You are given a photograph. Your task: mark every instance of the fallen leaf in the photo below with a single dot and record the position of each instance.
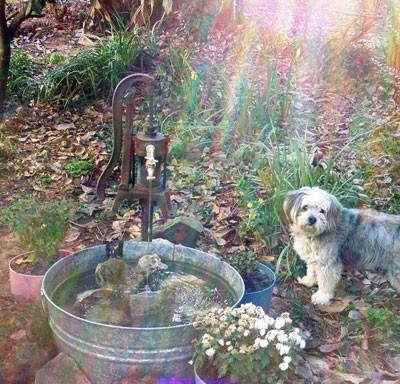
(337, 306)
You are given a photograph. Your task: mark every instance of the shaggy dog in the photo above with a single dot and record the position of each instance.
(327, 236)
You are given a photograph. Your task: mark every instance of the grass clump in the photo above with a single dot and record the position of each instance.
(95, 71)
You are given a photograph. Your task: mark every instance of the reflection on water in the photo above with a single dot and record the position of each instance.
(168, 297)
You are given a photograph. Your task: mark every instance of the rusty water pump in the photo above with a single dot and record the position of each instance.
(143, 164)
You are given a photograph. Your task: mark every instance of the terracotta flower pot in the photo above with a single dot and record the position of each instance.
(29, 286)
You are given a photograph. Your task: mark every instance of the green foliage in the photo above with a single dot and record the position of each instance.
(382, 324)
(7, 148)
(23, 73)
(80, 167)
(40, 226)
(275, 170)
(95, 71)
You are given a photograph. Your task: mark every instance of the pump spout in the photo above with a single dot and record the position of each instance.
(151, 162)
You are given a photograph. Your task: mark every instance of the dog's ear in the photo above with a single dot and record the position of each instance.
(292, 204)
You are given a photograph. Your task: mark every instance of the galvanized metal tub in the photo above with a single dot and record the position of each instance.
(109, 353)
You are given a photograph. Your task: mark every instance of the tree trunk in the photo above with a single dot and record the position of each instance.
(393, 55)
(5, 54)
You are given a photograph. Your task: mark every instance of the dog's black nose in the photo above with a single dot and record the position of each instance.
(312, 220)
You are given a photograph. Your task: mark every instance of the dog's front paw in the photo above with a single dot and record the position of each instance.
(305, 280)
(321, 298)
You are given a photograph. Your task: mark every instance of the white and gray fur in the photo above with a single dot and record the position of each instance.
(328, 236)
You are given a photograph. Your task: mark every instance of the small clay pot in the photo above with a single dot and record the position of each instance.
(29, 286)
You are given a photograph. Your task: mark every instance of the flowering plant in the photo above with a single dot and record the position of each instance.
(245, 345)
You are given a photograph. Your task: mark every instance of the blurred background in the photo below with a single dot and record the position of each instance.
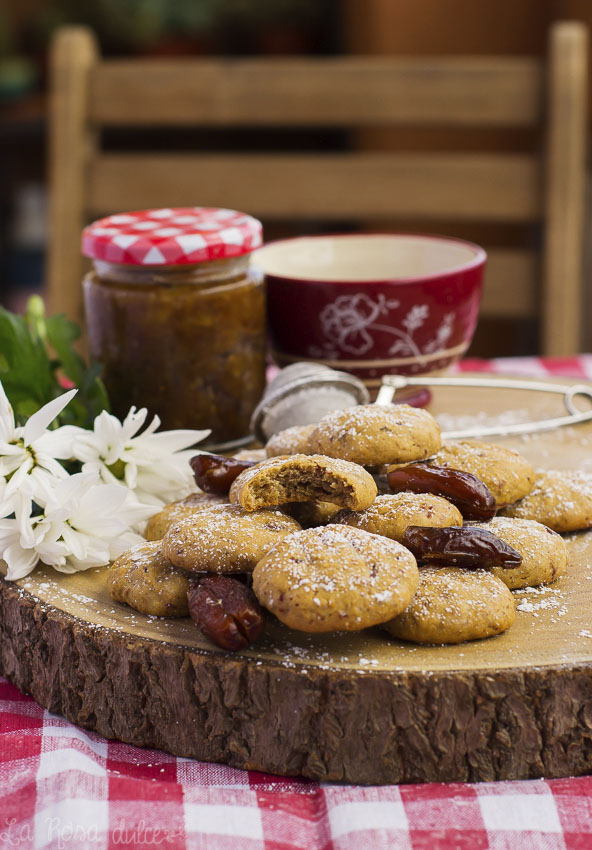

[TASK]
Retype exactly, please, the span from the line holding "of the green" through the closing line of the data, both ends included, without the pictures.

[RESULT FOR THIS EXERCISE]
You are given a photograph. Your task: mark every instance of the green foliage in the photo above with a single dot and record the position of each instance.
(382, 324)
(7, 148)
(23, 73)
(80, 167)
(40, 226)
(275, 170)
(95, 71)
You are given a photograph. Your task: mark every instance of the pump spout in the photo above with a single dot and record the position of each instance.
(151, 162)
You are given a photograph. Your task: mark every instance of the dog's ear in the photo above with a single dot and record the position of each instance.
(292, 204)
You are given a photograph. Your task: mark every instance of the galvanized metal tub in the photo above with a single dot and record the position of each instance.
(109, 353)
You are given a photograph. Your task: mark every instance of the tree trunk in the photo above with a single dot and record the position of each instance.
(393, 55)
(5, 54)
You are given a photograph. Your task: mark every instance of the dog's black nose in the photo above with a single dot and record the position of each instance.
(312, 220)
You are given a photograph. Your task: mark every instance of the dog's front paw in the photo above with a single dot and record the position of each instance.
(305, 280)
(321, 298)
You are given a photograph. Your task: mark every instance of the white and gray fur in the photo above with a single dot and record the position of each instance.
(328, 236)
You are given a photograph. Your task: mark every instance of the small clay pot in the photo above with a single dot and record the position of each instance.
(29, 286)
You are given a photograph. Your task: mark every instance of the flowering plant in the photo above with a single dot and record the position of each instance.
(245, 345)
You are given a photograph. Your task: mark every instance of the blurred background in the photo below with a single dot and record the position of each instance.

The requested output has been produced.